L’article d’opinion, véritable cri du coeur, écrit par mon ancien professeur d’hébreu Jean Ouellette dans Le Devoir le mois dernier, déplore le débat de plus en plus ouvert dont fait l’objet Israël dans les médias, tant les nôtres que ceux d’Israël. Ses mythes fondateurs, si tenaces des décennies durant, s’effondrent un après l’autre. Dans ce contexte, il fait référence à mon livre Au nom de la Torah: une histoire de l’opposition juive au sionisme et à sa récente traduction en anglais. Tout en le remerciant de l’attention qu’il y porte, je dois dire que c’est à tort qu’il associe le succès de mon livre à l’idée d’un seul État entre le Jourdain et la Méditerranée. Cette idée continue, en effet, à faire son chemin dans la société israélienne, voire parmi ses élites, qui se rendent compte que le recours à la violence les condamne à un État de guerre permanent. Ils constatent que la victoire écrasante de la colonisation sioniste et la force prépondérante sur laquelle elle s’appuie ne laissent plus de place pour un État palestinien viable. Mais mon livre ne traite guère de la configuration politique de la Terre sainte et ne propose point d’«éliminer Israël».

*****

▸ Objectif: Dans le texte à lire, dans quel journal l'article d'opinion de Jean Ouellette a-t-il paru ? Appuyez-vous uniquement sur le texte à lire.

▸ Extraits d'un jeu de données sur le pointage d'objets:
*****

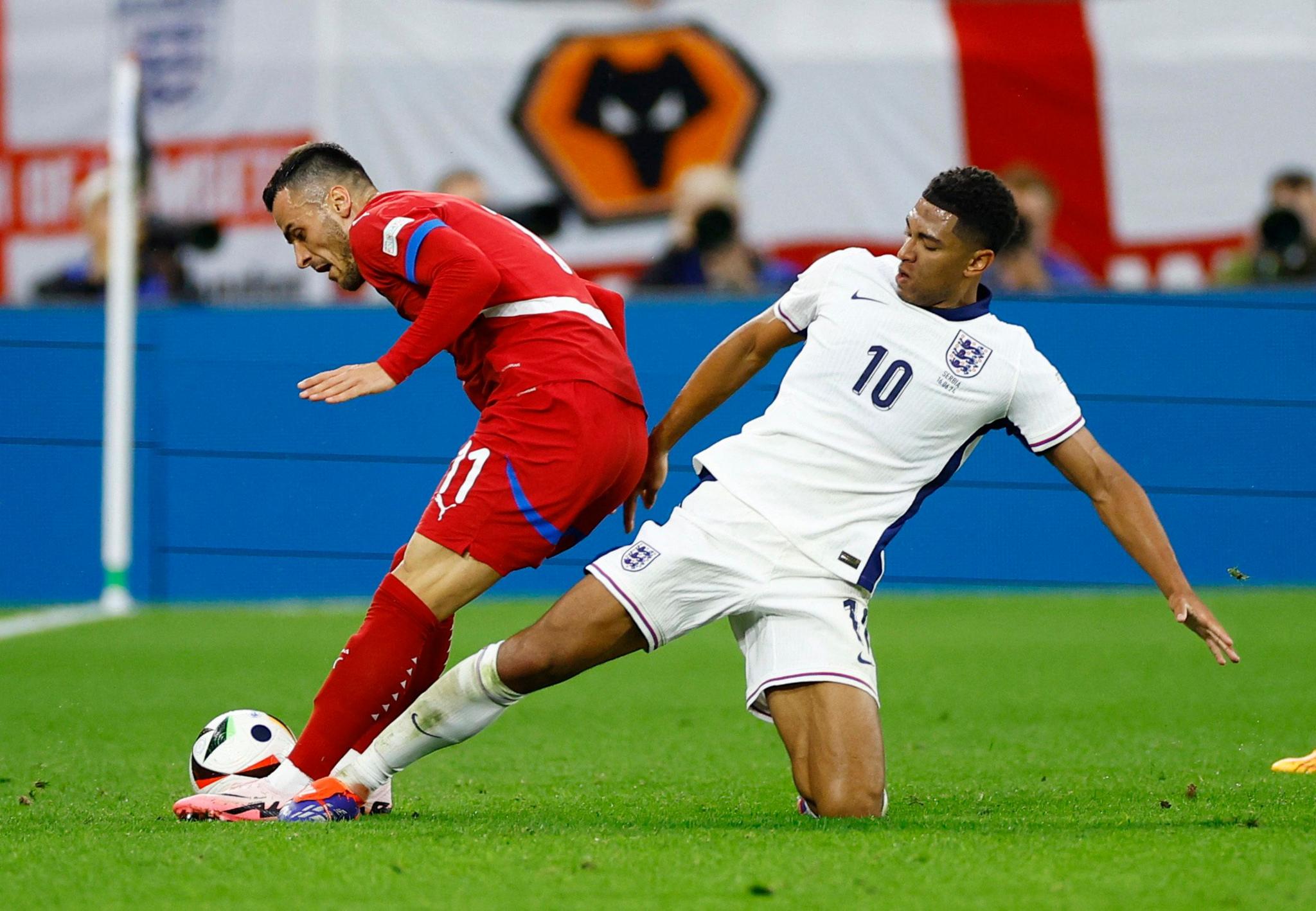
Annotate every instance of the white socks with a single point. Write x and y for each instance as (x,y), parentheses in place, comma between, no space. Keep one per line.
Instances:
(287,780)
(458,706)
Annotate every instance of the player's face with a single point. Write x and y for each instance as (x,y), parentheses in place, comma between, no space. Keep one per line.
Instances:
(935,261)
(317,237)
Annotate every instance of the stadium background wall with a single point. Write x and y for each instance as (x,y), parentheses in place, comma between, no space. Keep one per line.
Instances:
(244,491)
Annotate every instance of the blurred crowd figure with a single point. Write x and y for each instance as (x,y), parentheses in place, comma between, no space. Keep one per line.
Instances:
(707,251)
(162,278)
(1032,261)
(1282,246)
(542,217)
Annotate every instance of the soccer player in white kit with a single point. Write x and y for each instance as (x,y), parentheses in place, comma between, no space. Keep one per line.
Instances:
(903,370)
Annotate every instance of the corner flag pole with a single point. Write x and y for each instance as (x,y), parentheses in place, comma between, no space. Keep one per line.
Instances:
(116,518)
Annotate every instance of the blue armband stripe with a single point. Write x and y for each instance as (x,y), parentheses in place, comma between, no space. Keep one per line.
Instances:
(414,244)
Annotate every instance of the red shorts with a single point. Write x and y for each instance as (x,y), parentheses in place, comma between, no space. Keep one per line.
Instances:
(540,473)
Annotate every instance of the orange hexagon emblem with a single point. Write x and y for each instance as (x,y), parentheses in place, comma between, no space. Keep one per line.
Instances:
(616,118)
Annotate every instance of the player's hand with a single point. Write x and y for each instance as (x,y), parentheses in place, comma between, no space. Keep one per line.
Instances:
(650,482)
(1196,617)
(346,383)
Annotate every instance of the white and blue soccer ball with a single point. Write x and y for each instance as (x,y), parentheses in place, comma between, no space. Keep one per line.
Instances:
(237,747)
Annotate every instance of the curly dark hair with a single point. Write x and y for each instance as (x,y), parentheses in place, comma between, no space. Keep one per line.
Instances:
(978,198)
(310,162)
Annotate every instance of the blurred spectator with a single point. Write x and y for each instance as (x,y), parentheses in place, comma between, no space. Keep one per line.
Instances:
(1283,242)
(161,274)
(1294,190)
(1019,264)
(1038,203)
(467,183)
(707,251)
(542,219)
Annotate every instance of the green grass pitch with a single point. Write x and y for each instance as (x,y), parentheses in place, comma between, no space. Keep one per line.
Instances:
(1041,751)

*****

▸ Résultat: Dans Le Devoir.